__THE REQUEST__
Produce a verbatim transcription of the records below, beginning at the line containing "of the skate" and ending at the final line; include only those lines.

__DATA FOR THIS EXERCISE__
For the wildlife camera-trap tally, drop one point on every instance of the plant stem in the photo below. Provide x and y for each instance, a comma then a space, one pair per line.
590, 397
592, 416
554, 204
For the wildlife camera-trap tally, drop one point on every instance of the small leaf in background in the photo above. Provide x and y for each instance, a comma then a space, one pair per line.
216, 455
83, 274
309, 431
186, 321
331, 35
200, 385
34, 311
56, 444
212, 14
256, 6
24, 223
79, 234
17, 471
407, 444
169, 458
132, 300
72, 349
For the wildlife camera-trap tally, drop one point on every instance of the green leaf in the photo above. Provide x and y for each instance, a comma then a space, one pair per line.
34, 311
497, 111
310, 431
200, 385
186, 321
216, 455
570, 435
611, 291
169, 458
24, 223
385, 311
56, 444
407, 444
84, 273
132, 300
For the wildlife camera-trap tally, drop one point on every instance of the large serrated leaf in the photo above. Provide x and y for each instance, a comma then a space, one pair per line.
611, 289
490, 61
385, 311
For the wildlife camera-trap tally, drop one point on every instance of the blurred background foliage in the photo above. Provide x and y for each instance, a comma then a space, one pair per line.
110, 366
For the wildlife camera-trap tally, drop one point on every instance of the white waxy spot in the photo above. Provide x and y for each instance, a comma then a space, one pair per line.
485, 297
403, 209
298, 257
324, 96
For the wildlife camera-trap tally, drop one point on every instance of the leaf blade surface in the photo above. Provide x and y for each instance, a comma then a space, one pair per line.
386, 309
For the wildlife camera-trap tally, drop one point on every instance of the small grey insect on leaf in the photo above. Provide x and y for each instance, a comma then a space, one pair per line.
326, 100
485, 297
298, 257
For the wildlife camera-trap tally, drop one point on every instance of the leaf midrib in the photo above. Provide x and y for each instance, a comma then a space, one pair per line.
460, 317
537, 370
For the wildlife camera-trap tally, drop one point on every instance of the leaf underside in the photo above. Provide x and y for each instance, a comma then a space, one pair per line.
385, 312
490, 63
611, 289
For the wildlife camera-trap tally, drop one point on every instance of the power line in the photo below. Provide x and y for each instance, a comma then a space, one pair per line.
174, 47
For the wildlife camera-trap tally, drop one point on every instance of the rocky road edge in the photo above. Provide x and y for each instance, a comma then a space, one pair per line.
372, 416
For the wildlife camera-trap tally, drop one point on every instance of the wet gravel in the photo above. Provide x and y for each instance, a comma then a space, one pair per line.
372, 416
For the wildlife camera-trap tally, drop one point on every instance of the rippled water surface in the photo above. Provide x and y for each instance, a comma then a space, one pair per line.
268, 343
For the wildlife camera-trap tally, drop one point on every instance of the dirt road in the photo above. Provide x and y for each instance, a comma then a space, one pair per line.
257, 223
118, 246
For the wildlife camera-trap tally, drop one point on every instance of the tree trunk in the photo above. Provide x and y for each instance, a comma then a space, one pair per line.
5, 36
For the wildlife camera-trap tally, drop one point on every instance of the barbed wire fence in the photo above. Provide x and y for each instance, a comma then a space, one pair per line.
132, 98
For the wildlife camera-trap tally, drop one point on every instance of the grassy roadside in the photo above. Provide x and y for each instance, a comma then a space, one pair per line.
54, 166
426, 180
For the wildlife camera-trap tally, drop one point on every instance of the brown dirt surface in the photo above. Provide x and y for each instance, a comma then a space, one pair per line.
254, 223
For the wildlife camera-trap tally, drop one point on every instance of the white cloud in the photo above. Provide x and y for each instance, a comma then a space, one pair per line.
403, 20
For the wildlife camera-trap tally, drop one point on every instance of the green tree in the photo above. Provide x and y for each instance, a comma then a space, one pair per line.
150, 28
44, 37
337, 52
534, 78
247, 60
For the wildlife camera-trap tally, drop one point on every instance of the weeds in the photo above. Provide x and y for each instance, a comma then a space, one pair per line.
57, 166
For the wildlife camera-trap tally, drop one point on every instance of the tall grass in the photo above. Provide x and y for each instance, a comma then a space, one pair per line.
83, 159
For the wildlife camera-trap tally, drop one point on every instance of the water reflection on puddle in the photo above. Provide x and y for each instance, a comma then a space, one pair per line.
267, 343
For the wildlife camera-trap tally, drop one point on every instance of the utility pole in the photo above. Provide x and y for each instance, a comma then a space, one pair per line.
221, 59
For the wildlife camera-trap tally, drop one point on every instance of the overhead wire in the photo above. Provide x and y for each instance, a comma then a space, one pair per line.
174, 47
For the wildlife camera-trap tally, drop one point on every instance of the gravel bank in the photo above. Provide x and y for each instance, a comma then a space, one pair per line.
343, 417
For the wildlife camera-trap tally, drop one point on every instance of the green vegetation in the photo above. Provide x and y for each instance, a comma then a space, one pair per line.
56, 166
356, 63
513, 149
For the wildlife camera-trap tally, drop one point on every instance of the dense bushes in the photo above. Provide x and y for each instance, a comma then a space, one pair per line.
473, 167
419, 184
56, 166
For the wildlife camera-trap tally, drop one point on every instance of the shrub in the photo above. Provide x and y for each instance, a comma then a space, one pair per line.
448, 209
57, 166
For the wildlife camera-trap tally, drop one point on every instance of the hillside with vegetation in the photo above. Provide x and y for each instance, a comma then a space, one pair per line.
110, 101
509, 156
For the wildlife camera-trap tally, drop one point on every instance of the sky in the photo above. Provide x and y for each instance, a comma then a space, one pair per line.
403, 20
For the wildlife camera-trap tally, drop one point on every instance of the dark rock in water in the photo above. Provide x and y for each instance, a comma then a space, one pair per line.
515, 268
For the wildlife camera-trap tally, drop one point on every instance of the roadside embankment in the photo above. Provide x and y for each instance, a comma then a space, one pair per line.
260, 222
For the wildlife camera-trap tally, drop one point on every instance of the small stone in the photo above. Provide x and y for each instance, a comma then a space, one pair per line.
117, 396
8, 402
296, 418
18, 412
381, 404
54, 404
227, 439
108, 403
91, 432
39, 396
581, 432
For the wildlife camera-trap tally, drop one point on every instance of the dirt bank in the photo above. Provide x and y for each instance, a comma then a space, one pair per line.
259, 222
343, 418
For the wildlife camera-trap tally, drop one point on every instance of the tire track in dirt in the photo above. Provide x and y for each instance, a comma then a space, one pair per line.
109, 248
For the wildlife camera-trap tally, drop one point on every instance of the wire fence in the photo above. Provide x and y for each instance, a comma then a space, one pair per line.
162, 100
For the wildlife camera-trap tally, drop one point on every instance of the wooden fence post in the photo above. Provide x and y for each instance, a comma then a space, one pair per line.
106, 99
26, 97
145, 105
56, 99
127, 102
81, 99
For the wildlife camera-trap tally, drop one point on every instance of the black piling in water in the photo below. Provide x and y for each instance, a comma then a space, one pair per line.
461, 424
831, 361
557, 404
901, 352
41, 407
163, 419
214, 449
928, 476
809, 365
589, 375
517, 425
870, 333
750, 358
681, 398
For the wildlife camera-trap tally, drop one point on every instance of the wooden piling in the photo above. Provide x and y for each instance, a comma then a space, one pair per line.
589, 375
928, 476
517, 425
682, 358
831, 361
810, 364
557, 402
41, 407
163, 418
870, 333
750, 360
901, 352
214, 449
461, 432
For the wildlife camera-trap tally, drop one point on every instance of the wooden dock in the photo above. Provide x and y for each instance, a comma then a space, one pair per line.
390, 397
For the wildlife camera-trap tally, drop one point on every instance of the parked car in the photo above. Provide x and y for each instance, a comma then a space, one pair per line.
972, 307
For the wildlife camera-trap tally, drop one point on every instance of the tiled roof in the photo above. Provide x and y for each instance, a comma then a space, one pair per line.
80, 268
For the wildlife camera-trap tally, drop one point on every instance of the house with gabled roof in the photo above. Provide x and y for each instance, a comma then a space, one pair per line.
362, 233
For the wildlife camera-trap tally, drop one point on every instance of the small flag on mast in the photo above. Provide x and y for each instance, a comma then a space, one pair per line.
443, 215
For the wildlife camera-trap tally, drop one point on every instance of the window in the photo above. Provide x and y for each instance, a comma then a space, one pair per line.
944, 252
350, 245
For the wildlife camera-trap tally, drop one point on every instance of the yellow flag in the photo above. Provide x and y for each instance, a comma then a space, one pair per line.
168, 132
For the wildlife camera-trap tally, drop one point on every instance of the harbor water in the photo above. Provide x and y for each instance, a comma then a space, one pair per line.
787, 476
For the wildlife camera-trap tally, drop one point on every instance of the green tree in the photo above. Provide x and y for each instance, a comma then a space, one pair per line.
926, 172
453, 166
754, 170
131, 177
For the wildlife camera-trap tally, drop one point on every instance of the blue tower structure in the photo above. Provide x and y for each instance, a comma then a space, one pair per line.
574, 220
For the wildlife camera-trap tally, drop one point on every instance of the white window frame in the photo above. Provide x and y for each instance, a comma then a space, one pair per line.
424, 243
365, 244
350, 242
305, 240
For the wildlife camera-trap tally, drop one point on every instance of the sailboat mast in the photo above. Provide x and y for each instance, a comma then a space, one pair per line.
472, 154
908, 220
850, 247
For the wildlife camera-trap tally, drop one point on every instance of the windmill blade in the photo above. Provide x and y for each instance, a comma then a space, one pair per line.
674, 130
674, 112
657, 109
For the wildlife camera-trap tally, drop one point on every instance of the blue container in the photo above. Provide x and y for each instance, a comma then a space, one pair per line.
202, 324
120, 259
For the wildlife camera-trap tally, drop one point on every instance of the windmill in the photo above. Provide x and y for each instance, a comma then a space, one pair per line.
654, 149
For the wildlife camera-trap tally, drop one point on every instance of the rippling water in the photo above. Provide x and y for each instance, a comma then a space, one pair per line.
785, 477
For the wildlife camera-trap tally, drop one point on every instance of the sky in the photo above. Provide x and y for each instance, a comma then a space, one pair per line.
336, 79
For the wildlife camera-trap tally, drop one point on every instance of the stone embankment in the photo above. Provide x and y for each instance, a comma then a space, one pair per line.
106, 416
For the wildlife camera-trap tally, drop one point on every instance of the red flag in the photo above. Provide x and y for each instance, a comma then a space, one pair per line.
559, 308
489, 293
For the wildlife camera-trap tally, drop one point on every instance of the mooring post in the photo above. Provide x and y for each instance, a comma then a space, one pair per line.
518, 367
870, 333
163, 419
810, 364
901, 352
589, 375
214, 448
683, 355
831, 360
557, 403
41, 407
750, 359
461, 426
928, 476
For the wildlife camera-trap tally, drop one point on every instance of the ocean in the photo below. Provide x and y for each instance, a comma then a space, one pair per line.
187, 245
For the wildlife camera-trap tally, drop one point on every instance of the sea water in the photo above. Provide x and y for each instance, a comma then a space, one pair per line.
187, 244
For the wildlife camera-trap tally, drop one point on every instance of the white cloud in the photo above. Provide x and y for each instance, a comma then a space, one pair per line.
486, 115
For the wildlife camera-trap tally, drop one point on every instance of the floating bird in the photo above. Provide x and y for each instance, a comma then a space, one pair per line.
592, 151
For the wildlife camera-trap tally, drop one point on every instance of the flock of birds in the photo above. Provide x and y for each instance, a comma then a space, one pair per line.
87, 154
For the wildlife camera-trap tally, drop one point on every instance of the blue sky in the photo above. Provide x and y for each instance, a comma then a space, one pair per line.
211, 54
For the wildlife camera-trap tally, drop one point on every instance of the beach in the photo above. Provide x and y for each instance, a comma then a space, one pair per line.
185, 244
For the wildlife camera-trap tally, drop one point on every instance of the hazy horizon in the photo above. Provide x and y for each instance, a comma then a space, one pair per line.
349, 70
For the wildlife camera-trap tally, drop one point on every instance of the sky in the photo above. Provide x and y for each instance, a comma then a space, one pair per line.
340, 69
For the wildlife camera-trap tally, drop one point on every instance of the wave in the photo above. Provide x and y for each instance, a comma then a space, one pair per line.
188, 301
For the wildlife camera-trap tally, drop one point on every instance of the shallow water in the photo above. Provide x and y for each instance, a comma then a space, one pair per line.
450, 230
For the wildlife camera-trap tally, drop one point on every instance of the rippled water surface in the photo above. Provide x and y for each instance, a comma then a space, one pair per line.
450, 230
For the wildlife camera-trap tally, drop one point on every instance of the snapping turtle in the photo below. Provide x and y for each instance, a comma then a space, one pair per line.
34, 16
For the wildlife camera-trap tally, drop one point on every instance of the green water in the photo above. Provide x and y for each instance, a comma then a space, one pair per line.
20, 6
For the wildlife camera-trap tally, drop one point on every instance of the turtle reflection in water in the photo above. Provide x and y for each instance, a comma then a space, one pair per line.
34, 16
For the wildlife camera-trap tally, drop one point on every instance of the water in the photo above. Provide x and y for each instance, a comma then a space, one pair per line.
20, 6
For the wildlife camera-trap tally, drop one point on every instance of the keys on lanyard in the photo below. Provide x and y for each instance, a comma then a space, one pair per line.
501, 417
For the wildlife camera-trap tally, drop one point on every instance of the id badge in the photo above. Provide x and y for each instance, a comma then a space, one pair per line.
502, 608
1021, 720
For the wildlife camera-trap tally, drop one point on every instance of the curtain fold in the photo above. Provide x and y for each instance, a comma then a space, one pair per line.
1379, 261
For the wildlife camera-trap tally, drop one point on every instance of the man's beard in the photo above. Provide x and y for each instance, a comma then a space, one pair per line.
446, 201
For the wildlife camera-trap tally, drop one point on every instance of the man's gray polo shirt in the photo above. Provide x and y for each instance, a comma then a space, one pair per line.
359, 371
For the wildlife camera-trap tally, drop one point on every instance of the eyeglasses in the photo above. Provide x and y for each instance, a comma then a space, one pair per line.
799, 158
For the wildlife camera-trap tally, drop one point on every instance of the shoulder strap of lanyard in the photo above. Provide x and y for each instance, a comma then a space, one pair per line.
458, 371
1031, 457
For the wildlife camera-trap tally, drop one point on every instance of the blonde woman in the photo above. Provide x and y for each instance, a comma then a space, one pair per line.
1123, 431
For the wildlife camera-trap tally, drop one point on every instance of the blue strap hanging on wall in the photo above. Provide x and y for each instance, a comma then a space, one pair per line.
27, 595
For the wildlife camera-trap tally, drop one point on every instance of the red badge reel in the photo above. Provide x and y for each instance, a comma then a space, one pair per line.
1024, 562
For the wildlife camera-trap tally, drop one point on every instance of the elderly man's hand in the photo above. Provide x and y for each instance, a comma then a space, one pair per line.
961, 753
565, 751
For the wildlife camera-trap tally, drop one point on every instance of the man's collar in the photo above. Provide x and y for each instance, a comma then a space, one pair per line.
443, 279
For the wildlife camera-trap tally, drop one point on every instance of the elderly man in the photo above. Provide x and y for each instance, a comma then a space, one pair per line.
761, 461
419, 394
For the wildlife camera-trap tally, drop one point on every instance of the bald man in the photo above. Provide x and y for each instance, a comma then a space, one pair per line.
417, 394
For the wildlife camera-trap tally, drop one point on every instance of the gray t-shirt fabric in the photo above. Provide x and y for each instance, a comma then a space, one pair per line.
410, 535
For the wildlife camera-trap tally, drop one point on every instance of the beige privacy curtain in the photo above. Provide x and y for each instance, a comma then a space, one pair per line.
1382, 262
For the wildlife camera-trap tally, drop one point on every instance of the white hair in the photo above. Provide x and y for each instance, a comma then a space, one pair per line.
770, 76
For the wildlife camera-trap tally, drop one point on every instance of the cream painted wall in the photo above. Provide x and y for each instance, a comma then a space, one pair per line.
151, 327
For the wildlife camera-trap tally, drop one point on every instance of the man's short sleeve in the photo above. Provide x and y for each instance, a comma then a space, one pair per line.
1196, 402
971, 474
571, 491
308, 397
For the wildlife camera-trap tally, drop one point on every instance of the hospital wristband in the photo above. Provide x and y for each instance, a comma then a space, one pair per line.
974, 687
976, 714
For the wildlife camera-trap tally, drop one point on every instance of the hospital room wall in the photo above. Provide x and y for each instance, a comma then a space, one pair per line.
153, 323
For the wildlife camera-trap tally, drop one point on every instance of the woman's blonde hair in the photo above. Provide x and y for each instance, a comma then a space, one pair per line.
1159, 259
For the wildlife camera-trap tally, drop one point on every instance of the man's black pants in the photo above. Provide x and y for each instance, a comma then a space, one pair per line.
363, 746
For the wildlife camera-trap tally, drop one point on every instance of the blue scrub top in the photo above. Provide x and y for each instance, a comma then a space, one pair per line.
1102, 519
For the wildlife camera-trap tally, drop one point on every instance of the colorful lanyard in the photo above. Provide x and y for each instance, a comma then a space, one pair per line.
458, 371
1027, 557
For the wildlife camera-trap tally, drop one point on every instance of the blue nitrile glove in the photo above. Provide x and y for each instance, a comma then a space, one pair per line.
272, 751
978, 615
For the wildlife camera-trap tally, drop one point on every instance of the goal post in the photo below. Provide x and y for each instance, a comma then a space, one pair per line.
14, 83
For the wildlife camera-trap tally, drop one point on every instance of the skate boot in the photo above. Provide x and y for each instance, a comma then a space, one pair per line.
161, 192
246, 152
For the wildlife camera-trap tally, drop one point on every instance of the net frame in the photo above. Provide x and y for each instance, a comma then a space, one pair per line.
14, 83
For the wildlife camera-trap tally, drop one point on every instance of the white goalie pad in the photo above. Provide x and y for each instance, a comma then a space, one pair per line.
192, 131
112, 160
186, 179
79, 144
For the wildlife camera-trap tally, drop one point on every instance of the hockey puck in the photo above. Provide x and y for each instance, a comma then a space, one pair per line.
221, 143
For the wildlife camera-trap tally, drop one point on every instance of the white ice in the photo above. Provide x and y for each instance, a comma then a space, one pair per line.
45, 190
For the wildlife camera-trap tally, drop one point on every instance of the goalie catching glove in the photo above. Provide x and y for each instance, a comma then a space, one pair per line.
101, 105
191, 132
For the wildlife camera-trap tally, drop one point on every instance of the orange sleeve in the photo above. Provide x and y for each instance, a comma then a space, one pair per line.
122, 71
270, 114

__SOLVED PROBLEM__
For the wildlife camera-trap tally, drop one point on every instance of the skate boot in the photo above. Provide x and y for each instance, a comma then a space, one pair per line.
161, 192
246, 152
For the wildlife camera-trap tally, drop one point on every instance of the net frame in the photo above. Provide x and y for each instance, a comma then a space, one pair per line.
14, 83
For the wildlife camera-trap tally, drop one point on every instance of the white goalie pad in the photo above. Provide x and y for each instance, a comma then a space, one pair per line.
192, 131
112, 160
186, 179
79, 144
For the wildlife camera-trap tally, drop one point on every instance of the hockey puck in the photo above. Provide x and y for each instance, a comma then a space, one pair per line.
221, 143
For the wildlife camera-trap tally, drop one point on every instance of the white ice in the photo above. Provide x and y for each instance, a comma then a space, one pair per line.
45, 190
For the wildlife camera-trap tally, drop one point on every instance of the goalie catching glove in the photo above. Provide x and y for each instance, a comma then a space, one pair per line.
101, 105
191, 132
For the wildlife camera-trap tally, drop one point on every instance of the orange sleeve in the photo above. Provide x and y for each instance, a comma then a space, one pair per line.
122, 71
270, 114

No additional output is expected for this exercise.